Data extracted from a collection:
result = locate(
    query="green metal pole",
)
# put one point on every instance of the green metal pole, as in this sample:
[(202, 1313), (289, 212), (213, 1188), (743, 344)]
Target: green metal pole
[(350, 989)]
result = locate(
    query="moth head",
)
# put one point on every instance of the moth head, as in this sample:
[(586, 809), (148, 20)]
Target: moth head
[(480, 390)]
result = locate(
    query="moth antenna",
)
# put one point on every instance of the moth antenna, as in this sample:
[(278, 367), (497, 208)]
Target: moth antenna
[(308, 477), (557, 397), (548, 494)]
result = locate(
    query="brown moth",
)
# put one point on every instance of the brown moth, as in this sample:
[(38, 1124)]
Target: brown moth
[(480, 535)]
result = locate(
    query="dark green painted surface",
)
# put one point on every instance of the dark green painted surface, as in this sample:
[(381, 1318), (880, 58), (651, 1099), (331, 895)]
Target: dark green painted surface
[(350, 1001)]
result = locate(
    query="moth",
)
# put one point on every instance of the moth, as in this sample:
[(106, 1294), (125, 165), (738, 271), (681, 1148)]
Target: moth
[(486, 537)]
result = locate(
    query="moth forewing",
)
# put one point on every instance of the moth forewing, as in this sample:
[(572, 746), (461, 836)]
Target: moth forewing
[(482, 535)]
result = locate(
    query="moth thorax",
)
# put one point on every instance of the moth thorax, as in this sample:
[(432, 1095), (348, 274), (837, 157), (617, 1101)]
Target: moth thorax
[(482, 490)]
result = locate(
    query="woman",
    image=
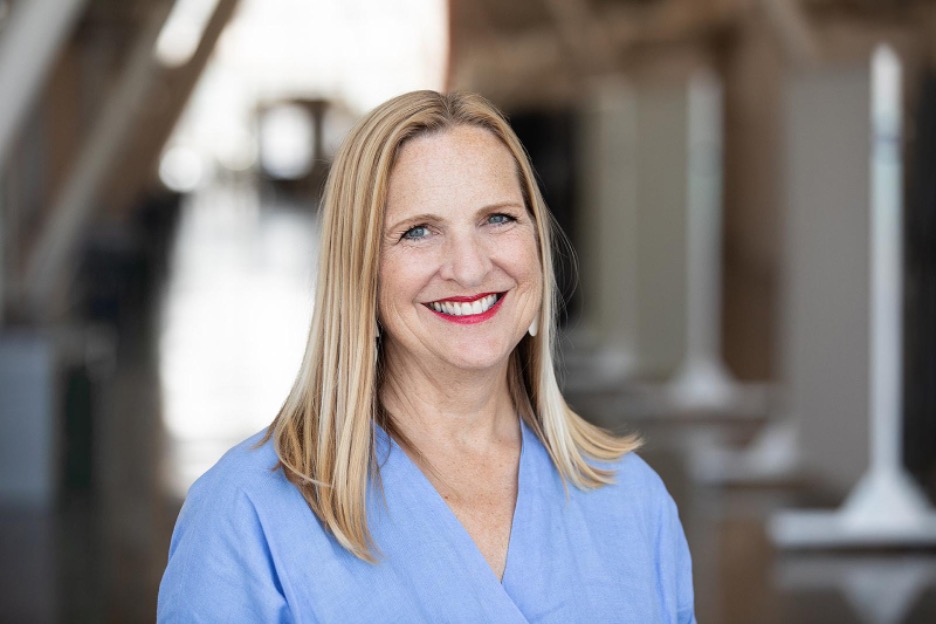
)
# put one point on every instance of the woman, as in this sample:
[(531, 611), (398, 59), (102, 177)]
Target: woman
[(425, 467)]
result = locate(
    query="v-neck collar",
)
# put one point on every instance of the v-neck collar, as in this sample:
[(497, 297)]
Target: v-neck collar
[(390, 456)]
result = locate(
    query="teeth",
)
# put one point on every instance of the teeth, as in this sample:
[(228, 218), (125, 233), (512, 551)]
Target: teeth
[(451, 308)]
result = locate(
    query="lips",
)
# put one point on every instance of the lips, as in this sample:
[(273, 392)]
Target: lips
[(473, 309)]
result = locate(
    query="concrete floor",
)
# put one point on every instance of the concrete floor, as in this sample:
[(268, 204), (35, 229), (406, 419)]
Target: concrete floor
[(205, 362)]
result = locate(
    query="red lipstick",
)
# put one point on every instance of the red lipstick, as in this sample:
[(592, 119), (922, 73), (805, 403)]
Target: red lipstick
[(468, 319)]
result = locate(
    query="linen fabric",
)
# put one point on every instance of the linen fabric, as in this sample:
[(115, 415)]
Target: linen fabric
[(247, 548)]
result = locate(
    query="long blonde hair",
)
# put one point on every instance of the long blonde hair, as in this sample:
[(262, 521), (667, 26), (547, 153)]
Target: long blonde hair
[(324, 434)]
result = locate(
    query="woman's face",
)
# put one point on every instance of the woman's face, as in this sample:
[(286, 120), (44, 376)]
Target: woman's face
[(460, 279)]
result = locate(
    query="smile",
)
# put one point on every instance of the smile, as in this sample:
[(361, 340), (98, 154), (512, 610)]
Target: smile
[(467, 309)]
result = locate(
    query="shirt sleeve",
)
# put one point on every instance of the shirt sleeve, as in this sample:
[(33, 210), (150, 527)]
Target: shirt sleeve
[(220, 567), (675, 564)]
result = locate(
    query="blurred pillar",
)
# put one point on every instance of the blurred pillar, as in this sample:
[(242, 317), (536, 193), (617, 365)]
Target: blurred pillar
[(702, 380), (827, 157), (661, 184), (607, 147), (28, 444)]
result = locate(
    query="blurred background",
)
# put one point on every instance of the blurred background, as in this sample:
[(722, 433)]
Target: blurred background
[(749, 188)]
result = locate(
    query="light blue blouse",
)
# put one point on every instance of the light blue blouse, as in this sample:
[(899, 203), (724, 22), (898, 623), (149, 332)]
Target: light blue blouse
[(246, 548)]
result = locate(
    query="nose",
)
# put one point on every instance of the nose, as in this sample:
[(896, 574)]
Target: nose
[(467, 260)]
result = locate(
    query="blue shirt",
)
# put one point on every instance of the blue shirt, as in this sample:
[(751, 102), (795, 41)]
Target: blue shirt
[(247, 548)]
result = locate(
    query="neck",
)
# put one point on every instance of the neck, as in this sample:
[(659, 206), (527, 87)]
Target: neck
[(437, 409)]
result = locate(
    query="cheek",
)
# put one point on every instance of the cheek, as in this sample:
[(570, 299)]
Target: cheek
[(399, 281)]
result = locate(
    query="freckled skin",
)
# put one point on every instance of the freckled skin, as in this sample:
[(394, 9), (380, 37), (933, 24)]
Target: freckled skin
[(452, 183), (456, 226)]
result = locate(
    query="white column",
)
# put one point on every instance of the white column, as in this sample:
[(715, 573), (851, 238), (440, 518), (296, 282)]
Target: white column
[(609, 219), (886, 507), (701, 380)]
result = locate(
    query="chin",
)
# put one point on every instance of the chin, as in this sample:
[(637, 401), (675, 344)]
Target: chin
[(479, 359)]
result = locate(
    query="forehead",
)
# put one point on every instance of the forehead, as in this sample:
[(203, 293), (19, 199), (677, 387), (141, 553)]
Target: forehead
[(463, 165)]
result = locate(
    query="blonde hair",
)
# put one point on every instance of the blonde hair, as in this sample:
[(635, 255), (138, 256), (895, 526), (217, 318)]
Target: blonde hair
[(324, 434)]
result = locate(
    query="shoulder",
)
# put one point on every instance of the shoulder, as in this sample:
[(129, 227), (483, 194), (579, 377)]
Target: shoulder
[(221, 566), (637, 482), (640, 490)]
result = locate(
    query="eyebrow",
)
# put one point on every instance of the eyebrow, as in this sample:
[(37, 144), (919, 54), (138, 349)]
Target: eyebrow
[(433, 218)]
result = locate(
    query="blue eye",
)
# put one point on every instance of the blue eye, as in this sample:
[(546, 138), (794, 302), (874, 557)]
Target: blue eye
[(416, 233), (500, 219)]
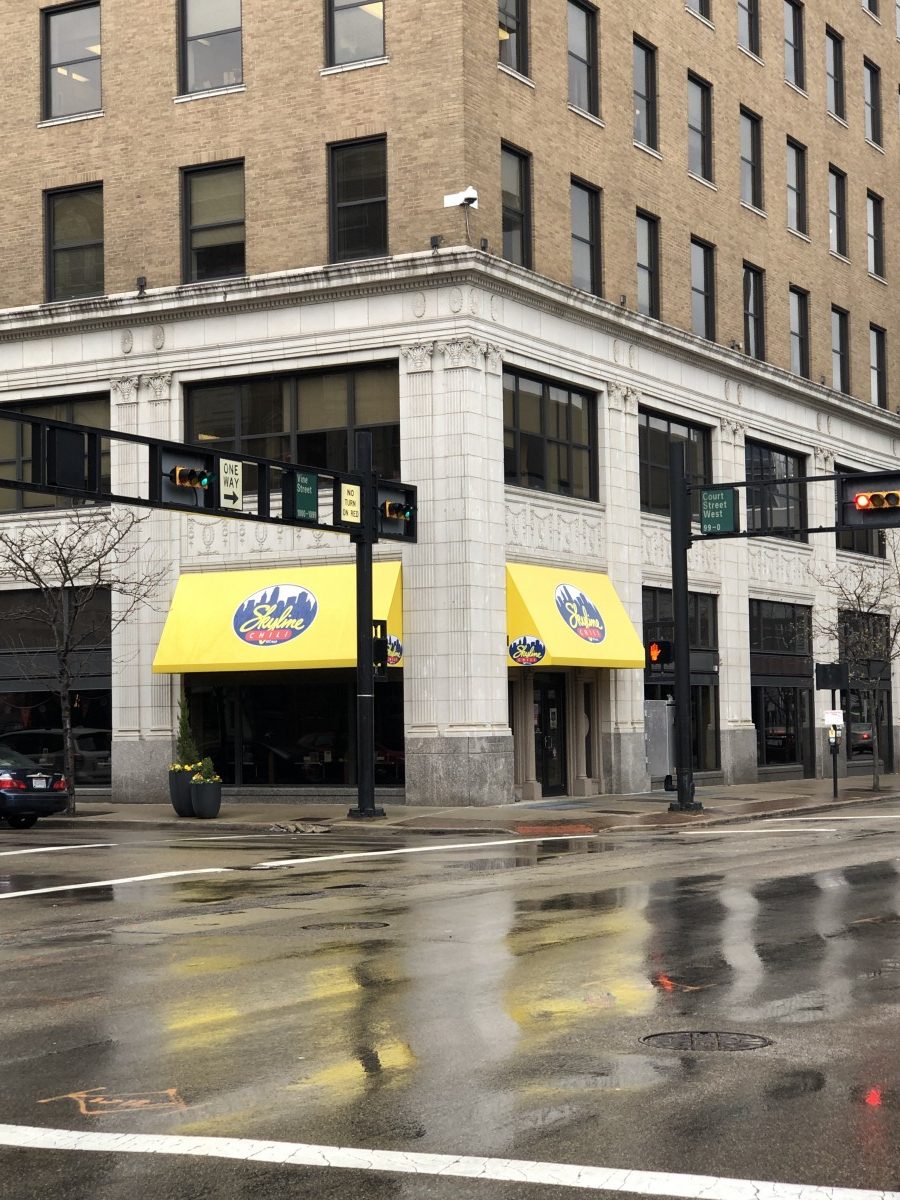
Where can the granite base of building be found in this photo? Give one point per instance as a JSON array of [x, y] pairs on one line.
[[460, 771]]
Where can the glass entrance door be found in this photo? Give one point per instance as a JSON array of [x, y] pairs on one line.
[[550, 733]]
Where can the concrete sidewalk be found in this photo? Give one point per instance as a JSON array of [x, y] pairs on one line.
[[593, 814]]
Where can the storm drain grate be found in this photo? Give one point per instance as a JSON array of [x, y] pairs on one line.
[[693, 1039]]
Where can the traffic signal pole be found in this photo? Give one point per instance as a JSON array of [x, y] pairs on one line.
[[681, 528]]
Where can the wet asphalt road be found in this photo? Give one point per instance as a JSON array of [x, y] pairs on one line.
[[485, 1001]]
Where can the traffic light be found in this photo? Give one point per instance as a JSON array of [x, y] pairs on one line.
[[190, 477]]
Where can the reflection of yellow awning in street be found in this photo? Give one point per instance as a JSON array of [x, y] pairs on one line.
[[275, 619], [562, 618]]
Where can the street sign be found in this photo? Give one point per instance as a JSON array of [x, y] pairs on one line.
[[718, 510], [231, 484]]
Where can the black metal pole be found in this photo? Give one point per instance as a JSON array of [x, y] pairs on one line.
[[681, 527], [365, 664]]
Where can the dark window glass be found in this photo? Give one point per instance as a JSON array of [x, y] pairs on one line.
[[355, 30], [359, 199], [515, 183], [754, 311], [840, 349], [71, 59], [583, 90], [514, 34], [781, 505], [586, 238], [797, 186], [549, 436], [645, 93], [648, 281], [750, 159], [700, 127], [834, 73], [75, 244], [210, 45], [655, 433], [703, 289], [798, 316], [214, 222]]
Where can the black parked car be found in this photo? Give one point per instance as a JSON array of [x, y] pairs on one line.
[[28, 791]]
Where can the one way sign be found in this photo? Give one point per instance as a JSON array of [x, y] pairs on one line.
[[231, 484]]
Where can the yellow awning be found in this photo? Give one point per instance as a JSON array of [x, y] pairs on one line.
[[562, 618], [275, 619]]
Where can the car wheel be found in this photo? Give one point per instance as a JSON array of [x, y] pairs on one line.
[[22, 820]]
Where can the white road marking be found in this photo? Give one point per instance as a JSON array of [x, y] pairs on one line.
[[563, 1175], [418, 850], [54, 850]]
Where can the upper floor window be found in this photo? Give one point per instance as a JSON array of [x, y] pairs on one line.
[[655, 432], [358, 197], [645, 93], [583, 91], [355, 31], [700, 127], [549, 436], [750, 159], [749, 25], [871, 95], [75, 243], [586, 237], [834, 73], [310, 418], [210, 45], [516, 185], [214, 235], [795, 65], [71, 60], [780, 508], [514, 34]]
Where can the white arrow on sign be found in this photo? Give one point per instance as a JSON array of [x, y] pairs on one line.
[[231, 484]]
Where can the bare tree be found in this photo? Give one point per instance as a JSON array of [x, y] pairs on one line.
[[864, 624], [63, 565]]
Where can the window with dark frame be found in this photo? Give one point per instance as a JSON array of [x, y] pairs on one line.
[[586, 238], [355, 31], [514, 34], [583, 89], [214, 227], [549, 436], [781, 507], [754, 311], [645, 93], [835, 100], [516, 187], [700, 127], [75, 243], [703, 289], [871, 100], [655, 432], [795, 64], [875, 233], [71, 60], [211, 52], [837, 211], [797, 210], [648, 274], [751, 159], [798, 318], [840, 349], [358, 197]]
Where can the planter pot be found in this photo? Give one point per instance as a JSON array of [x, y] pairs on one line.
[[180, 792], [205, 799]]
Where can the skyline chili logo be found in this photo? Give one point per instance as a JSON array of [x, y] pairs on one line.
[[275, 615], [580, 613]]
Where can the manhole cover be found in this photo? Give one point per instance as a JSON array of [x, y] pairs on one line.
[[705, 1041]]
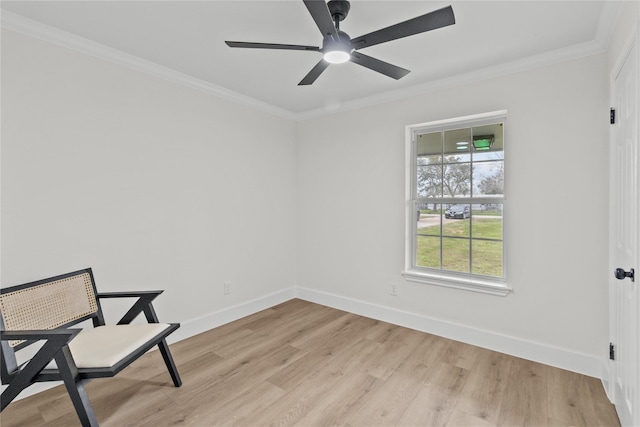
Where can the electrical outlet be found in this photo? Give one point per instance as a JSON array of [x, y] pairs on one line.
[[393, 289]]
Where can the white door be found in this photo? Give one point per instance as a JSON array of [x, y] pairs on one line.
[[624, 241]]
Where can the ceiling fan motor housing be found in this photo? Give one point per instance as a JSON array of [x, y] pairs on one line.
[[343, 43], [339, 9]]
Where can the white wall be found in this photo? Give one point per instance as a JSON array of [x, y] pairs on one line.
[[158, 186], [153, 185], [351, 212]]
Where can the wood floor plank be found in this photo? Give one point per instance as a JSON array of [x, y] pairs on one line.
[[435, 402], [304, 364], [522, 403], [484, 391]]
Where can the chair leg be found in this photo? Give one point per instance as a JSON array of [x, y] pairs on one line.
[[75, 388], [168, 360]]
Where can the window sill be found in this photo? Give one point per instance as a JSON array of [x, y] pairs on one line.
[[467, 284]]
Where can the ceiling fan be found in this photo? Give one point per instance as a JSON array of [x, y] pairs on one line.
[[338, 47]]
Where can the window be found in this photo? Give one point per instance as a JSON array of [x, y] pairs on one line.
[[456, 203]]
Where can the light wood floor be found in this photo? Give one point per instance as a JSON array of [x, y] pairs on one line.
[[305, 364]]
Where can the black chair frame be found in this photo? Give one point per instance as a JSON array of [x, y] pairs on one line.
[[56, 348]]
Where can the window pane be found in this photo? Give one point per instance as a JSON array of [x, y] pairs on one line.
[[487, 221], [456, 221], [456, 179], [455, 254], [488, 178], [429, 181], [429, 147], [488, 142], [430, 219], [457, 145], [428, 251], [487, 258]]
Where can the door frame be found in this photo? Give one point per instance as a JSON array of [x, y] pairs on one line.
[[610, 366]]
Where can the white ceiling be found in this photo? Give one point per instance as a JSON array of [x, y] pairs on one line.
[[489, 38]]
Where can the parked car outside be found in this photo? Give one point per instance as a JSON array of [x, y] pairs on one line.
[[458, 211]]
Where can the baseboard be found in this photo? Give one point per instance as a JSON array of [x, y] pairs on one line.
[[196, 326], [201, 324], [530, 350], [538, 352]]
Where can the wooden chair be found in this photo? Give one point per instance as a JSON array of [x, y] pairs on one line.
[[43, 311]]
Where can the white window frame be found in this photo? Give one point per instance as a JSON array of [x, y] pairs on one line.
[[451, 279]]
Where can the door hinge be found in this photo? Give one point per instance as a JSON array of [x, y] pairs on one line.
[[612, 352]]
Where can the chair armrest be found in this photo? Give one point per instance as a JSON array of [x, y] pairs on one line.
[[61, 334], [142, 305], [128, 294]]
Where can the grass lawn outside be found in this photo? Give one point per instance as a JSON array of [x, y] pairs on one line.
[[486, 255]]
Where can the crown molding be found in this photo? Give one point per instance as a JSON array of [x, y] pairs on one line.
[[600, 43], [29, 27]]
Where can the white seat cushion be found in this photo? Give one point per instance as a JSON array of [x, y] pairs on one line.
[[105, 346]]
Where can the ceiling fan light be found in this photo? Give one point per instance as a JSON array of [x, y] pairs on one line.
[[337, 56]]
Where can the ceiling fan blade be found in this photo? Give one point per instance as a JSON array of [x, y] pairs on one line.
[[271, 46], [320, 13], [430, 21], [314, 73], [379, 66]]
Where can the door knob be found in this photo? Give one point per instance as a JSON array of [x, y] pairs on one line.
[[621, 274]]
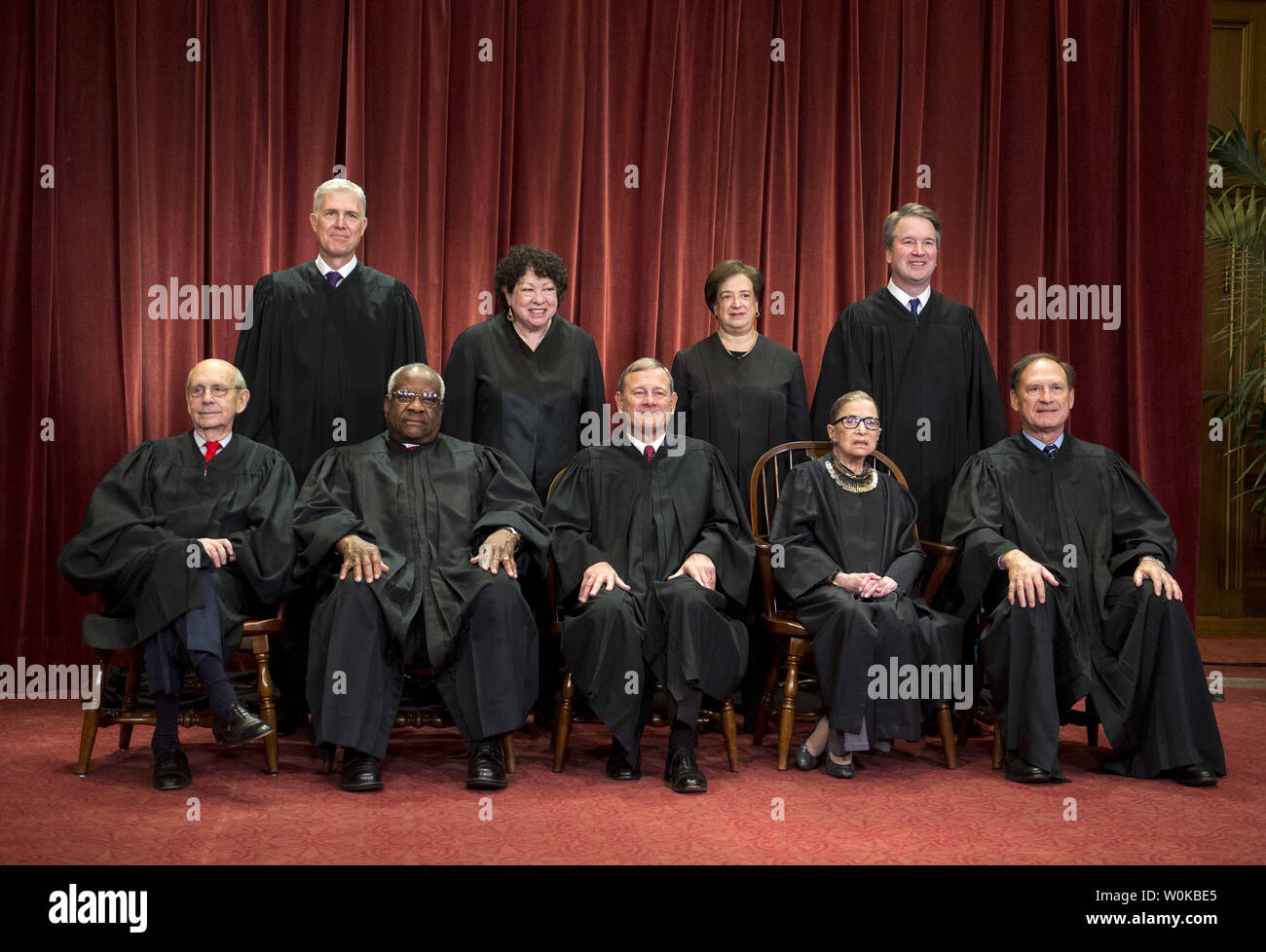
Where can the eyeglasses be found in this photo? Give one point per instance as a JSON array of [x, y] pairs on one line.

PROBLEM: Among the lines above, repeat exactly those from the line with "# put one point on every instance of the freckled" to the line with "# put one point on every instance of the forehead, as", counting both ends.

REPLY:
# put one point on every instance of the freckled skin, as in this sample:
[(394, 9), (380, 37), (933, 24)]
Target: freckled skin
[(452, 183), (456, 226)]
result = locate(
    query="white column",
)
# put one point on every instance of the white column, as in this sample:
[(715, 573), (851, 238), (440, 518), (296, 282)]
Target: white column
[(609, 219), (886, 507), (701, 380)]
result = locate(
    query="chin",
)
# put one point on every instance of the chin, as in this sample:
[(637, 401), (675, 344)]
Target: chin
[(479, 359)]
result = locate(
    query="forehead",
)
# put one point on every instance of the forehead, as in this sample:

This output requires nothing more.